* What needs to be done
Could you restate every entry word for word, minus the pictures?
Top of Material provided
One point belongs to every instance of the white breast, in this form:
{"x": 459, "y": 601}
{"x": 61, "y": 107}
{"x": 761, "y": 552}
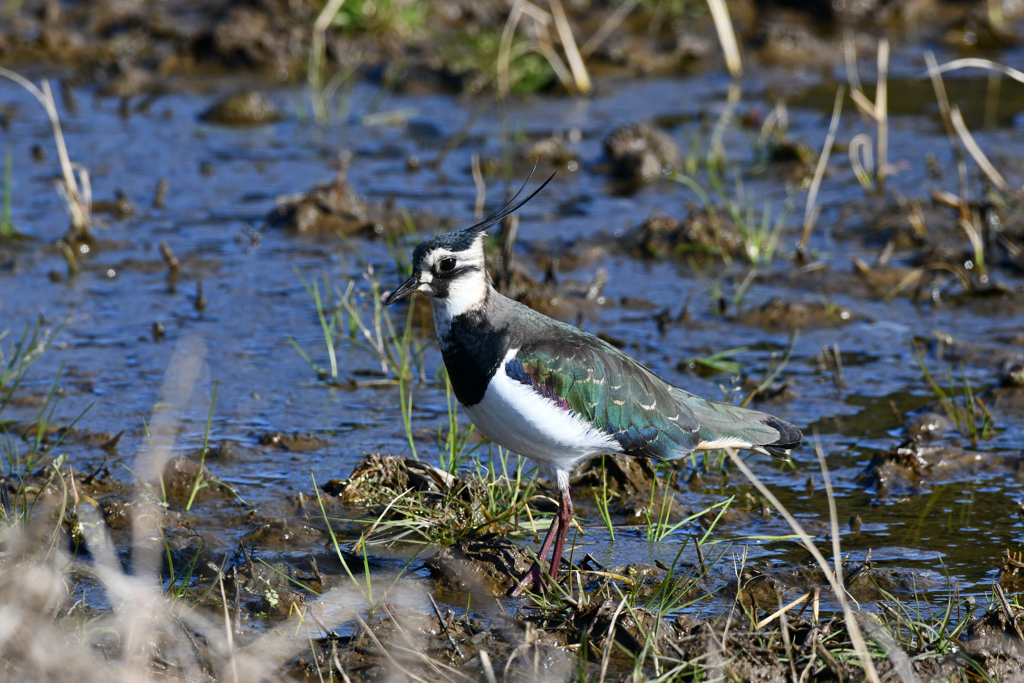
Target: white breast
{"x": 515, "y": 417}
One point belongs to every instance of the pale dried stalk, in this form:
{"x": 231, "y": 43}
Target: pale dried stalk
{"x": 607, "y": 28}
{"x": 882, "y": 110}
{"x": 861, "y": 158}
{"x": 481, "y": 187}
{"x": 781, "y": 610}
{"x": 954, "y": 141}
{"x": 974, "y": 150}
{"x": 317, "y": 53}
{"x": 79, "y": 202}
{"x": 809, "y": 213}
{"x": 580, "y": 76}
{"x": 726, "y": 36}
{"x": 835, "y": 580}
{"x": 548, "y": 52}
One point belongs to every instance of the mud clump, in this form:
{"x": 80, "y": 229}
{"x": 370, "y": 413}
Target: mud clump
{"x": 1013, "y": 374}
{"x": 994, "y": 642}
{"x": 295, "y": 441}
{"x": 660, "y": 236}
{"x": 243, "y": 109}
{"x": 486, "y": 566}
{"x": 377, "y": 476}
{"x": 641, "y": 153}
{"x": 634, "y": 629}
{"x": 336, "y": 208}
{"x": 282, "y": 535}
{"x": 179, "y": 478}
{"x": 779, "y": 314}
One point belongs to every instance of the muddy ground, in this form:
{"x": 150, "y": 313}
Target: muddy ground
{"x": 194, "y": 486}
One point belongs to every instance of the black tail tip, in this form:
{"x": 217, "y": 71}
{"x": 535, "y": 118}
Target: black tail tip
{"x": 788, "y": 438}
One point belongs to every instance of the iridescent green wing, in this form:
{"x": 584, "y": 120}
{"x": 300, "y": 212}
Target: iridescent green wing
{"x": 610, "y": 391}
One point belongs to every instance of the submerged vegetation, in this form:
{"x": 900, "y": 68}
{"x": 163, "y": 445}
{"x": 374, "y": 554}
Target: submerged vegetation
{"x": 173, "y": 500}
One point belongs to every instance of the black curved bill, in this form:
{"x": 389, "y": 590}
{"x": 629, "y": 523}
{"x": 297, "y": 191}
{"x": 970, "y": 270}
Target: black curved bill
{"x": 407, "y": 288}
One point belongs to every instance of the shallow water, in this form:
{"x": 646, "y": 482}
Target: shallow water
{"x": 114, "y": 370}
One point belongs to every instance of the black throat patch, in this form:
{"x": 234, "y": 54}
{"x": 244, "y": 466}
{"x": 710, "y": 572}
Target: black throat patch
{"x": 473, "y": 349}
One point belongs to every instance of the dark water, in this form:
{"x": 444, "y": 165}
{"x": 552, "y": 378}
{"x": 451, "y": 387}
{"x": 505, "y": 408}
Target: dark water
{"x": 960, "y": 522}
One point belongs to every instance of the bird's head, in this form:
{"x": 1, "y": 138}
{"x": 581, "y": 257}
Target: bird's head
{"x": 450, "y": 268}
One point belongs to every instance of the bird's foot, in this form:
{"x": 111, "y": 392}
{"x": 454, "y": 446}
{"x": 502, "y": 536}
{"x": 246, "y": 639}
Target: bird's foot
{"x": 534, "y": 580}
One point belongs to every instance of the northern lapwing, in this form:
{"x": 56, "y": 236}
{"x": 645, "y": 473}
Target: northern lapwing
{"x": 555, "y": 394}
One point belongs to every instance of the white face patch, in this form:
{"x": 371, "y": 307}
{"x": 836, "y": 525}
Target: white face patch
{"x": 466, "y": 292}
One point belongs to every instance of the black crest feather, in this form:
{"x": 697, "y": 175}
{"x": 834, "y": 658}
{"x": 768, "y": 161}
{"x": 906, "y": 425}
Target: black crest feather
{"x": 511, "y": 207}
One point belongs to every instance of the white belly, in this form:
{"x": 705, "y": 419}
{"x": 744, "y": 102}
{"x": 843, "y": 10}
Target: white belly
{"x": 517, "y": 418}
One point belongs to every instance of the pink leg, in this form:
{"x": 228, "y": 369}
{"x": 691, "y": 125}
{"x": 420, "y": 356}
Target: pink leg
{"x": 564, "y": 517}
{"x": 556, "y": 532}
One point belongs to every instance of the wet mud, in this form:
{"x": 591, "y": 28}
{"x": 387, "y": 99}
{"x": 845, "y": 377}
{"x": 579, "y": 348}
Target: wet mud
{"x": 183, "y": 418}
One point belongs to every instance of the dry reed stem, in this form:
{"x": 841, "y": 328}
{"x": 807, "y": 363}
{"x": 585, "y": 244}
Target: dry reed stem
{"x": 481, "y": 187}
{"x": 835, "y": 580}
{"x": 505, "y": 46}
{"x": 609, "y": 640}
{"x": 726, "y": 36}
{"x": 975, "y": 151}
{"x": 861, "y": 158}
{"x": 781, "y": 610}
{"x": 882, "y": 111}
{"x": 954, "y": 141}
{"x": 317, "y": 52}
{"x": 853, "y": 77}
{"x": 607, "y": 28}
{"x": 79, "y": 202}
{"x": 977, "y": 62}
{"x": 488, "y": 670}
{"x": 810, "y": 213}
{"x": 580, "y": 76}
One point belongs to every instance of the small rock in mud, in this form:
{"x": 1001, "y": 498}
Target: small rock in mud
{"x": 483, "y": 566}
{"x": 118, "y": 512}
{"x": 992, "y": 641}
{"x": 554, "y": 151}
{"x": 278, "y": 602}
{"x": 760, "y": 591}
{"x": 179, "y": 478}
{"x": 633, "y": 627}
{"x": 928, "y": 425}
{"x": 641, "y": 153}
{"x": 779, "y": 314}
{"x": 907, "y": 468}
{"x": 380, "y": 477}
{"x": 1013, "y": 374}
{"x": 295, "y": 441}
{"x": 373, "y": 478}
{"x": 331, "y": 209}
{"x": 243, "y": 109}
{"x": 1012, "y": 570}
{"x": 662, "y": 236}
{"x": 624, "y": 475}
{"x": 280, "y": 535}
{"x": 228, "y": 451}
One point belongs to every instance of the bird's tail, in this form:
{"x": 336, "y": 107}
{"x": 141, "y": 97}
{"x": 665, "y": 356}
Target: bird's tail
{"x": 727, "y": 425}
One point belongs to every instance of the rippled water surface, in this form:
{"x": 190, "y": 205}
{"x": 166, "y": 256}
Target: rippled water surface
{"x": 223, "y": 182}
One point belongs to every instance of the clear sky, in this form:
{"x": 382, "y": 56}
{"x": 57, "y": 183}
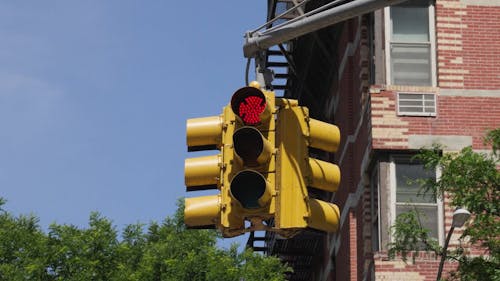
Bottom of Material provided
* Task answer
One point belongs to every instance of the white breast, in this form:
{"x": 459, "y": 601}
{"x": 61, "y": 107}
{"x": 761, "y": 552}
Target: white breast
{"x": 515, "y": 417}
One point belongs to every instance of the pale dried stalk, in this form:
{"x": 231, "y": 43}
Target: pale dried stalk
{"x": 607, "y": 28}
{"x": 882, "y": 110}
{"x": 861, "y": 158}
{"x": 481, "y": 187}
{"x": 781, "y": 610}
{"x": 954, "y": 141}
{"x": 974, "y": 150}
{"x": 317, "y": 53}
{"x": 79, "y": 202}
{"x": 809, "y": 213}
{"x": 580, "y": 76}
{"x": 726, "y": 36}
{"x": 835, "y": 580}
{"x": 548, "y": 52}
One point belongs to every instance of the mud clump, in this form:
{"x": 80, "y": 229}
{"x": 370, "y": 413}
Target: mud clump
{"x": 1013, "y": 374}
{"x": 994, "y": 642}
{"x": 295, "y": 441}
{"x": 660, "y": 236}
{"x": 243, "y": 109}
{"x": 486, "y": 566}
{"x": 377, "y": 476}
{"x": 641, "y": 153}
{"x": 634, "y": 629}
{"x": 336, "y": 208}
{"x": 282, "y": 535}
{"x": 179, "y": 478}
{"x": 779, "y": 314}
One point belongs to every instance of the muddy ground, in this form:
{"x": 150, "y": 313}
Target: muddy ground
{"x": 194, "y": 486}
One point belongs to every instance of the black tail tip, in this form:
{"x": 217, "y": 71}
{"x": 535, "y": 118}
Target: black tail tip
{"x": 788, "y": 438}
One point belongs to every instance of the iridescent green wing, in this form:
{"x": 584, "y": 120}
{"x": 300, "y": 212}
Target: iridescent green wing
{"x": 610, "y": 391}
One point belongs to every instance of the submerged vegetation, in this form:
{"x": 900, "y": 68}
{"x": 163, "y": 445}
{"x": 374, "y": 554}
Target: submerged vegetation
{"x": 173, "y": 500}
One point belongs to every instance of the black curved bill, in this form:
{"x": 389, "y": 590}
{"x": 629, "y": 523}
{"x": 297, "y": 191}
{"x": 970, "y": 270}
Target: black curved bill
{"x": 407, "y": 288}
One point belongs to every instance of the shallow water, in this form:
{"x": 646, "y": 482}
Target: shallow water
{"x": 114, "y": 370}
One point belongs to every instance of the black throat patch, in this form:
{"x": 234, "y": 54}
{"x": 244, "y": 466}
{"x": 710, "y": 572}
Target: black throat patch
{"x": 473, "y": 349}
One point belongs to every instance of the dark water, in this form:
{"x": 444, "y": 165}
{"x": 552, "y": 378}
{"x": 451, "y": 387}
{"x": 505, "y": 408}
Target: dark water
{"x": 960, "y": 522}
One point belongs to every instance of the bird's head, in this form:
{"x": 1, "y": 138}
{"x": 581, "y": 257}
Target: bird's head
{"x": 450, "y": 268}
One point belongs to every instance of the bird's foot, in this form:
{"x": 111, "y": 392}
{"x": 454, "y": 446}
{"x": 502, "y": 536}
{"x": 246, "y": 639}
Target: bird's foot
{"x": 534, "y": 580}
One point belongs to every instance of the northern lapwing, in this form:
{"x": 56, "y": 236}
{"x": 645, "y": 473}
Target: northern lapwing
{"x": 555, "y": 394}
One point belongs to every instance of the white face patch, in this form:
{"x": 371, "y": 307}
{"x": 836, "y": 525}
Target: white face patch
{"x": 466, "y": 292}
One point belongs to every instance of the black crest feather, in this form:
{"x": 697, "y": 175}
{"x": 834, "y": 658}
{"x": 768, "y": 161}
{"x": 906, "y": 425}
Target: black crest feather
{"x": 511, "y": 207}
One point belongs to every instance of the white belly, in this form:
{"x": 705, "y": 419}
{"x": 744, "y": 102}
{"x": 843, "y": 10}
Target: white belly
{"x": 517, "y": 418}
One point belongs to every instance of the pink leg, in this form:
{"x": 228, "y": 369}
{"x": 691, "y": 125}
{"x": 420, "y": 356}
Target: pink leg
{"x": 564, "y": 517}
{"x": 556, "y": 532}
One point belongs to every instance of the wet mud, in this form:
{"x": 591, "y": 28}
{"x": 387, "y": 99}
{"x": 845, "y": 377}
{"x": 579, "y": 348}
Target: wet mud
{"x": 183, "y": 418}
One point belongs to every instance of the dry reed stem, in this form:
{"x": 841, "y": 328}
{"x": 807, "y": 363}
{"x": 585, "y": 244}
Target: dry reed stem
{"x": 481, "y": 187}
{"x": 835, "y": 580}
{"x": 505, "y": 46}
{"x": 609, "y": 640}
{"x": 726, "y": 36}
{"x": 975, "y": 151}
{"x": 861, "y": 158}
{"x": 781, "y": 610}
{"x": 882, "y": 111}
{"x": 954, "y": 141}
{"x": 317, "y": 52}
{"x": 853, "y": 77}
{"x": 607, "y": 28}
{"x": 79, "y": 202}
{"x": 977, "y": 62}
{"x": 488, "y": 670}
{"x": 810, "y": 213}
{"x": 580, "y": 76}
One point belongs to every instance of the small rock in mud, in this form:
{"x": 1001, "y": 498}
Target: small rock in mud
{"x": 483, "y": 566}
{"x": 118, "y": 512}
{"x": 992, "y": 641}
{"x": 554, "y": 151}
{"x": 278, "y": 602}
{"x": 760, "y": 591}
{"x": 179, "y": 478}
{"x": 633, "y": 627}
{"x": 928, "y": 425}
{"x": 641, "y": 153}
{"x": 779, "y": 314}
{"x": 907, "y": 468}
{"x": 380, "y": 477}
{"x": 1013, "y": 374}
{"x": 295, "y": 441}
{"x": 373, "y": 478}
{"x": 331, "y": 209}
{"x": 243, "y": 109}
{"x": 1012, "y": 570}
{"x": 662, "y": 236}
{"x": 624, "y": 475}
{"x": 280, "y": 535}
{"x": 228, "y": 451}
One point belongs to every instance of the bird's tail, in this form:
{"x": 336, "y": 107}
{"x": 141, "y": 97}
{"x": 665, "y": 356}
Target: bird's tail
{"x": 727, "y": 425}
One point belongs to every instance of the rippled water surface, in this form:
{"x": 190, "y": 205}
{"x": 166, "y": 256}
Target: rippled water surface
{"x": 223, "y": 182}
One point belongs to every instance of the clear sky, in this form:
{"x": 382, "y": 56}
{"x": 57, "y": 183}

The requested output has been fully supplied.